▶ [What you need to do]: Select from the records below every line that has the word "output" in it.

▶ [Data for processing]:
┄┄┄┄┄┄

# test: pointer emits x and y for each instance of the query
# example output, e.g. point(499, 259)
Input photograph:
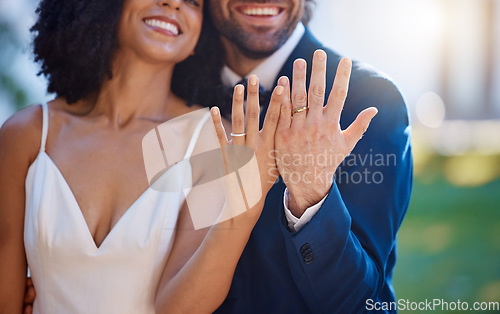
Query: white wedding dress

┄┄┄┄┄┄

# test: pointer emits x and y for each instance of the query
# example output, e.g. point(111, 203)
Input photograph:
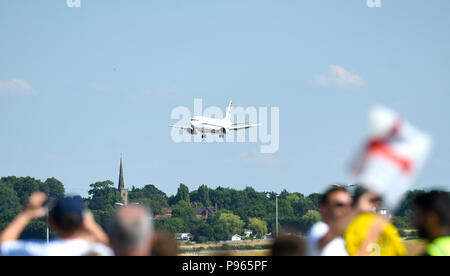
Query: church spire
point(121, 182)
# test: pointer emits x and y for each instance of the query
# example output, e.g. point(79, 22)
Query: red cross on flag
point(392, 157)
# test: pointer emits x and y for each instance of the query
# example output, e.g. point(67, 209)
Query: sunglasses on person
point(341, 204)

┄┄┄┄┄┄

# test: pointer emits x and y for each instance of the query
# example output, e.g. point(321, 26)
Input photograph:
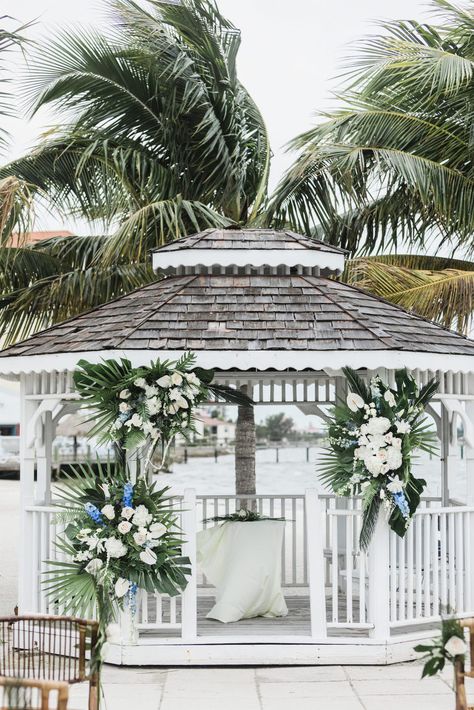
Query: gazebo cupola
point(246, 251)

┄┄┄┄┄┄

▶ [Response box]:
# example output, e.g. point(499, 259)
# example output, e.g. point(111, 203)
# example output, e.g. point(79, 22)
# example output, e.g. point(67, 209)
# example output, e.g. point(321, 26)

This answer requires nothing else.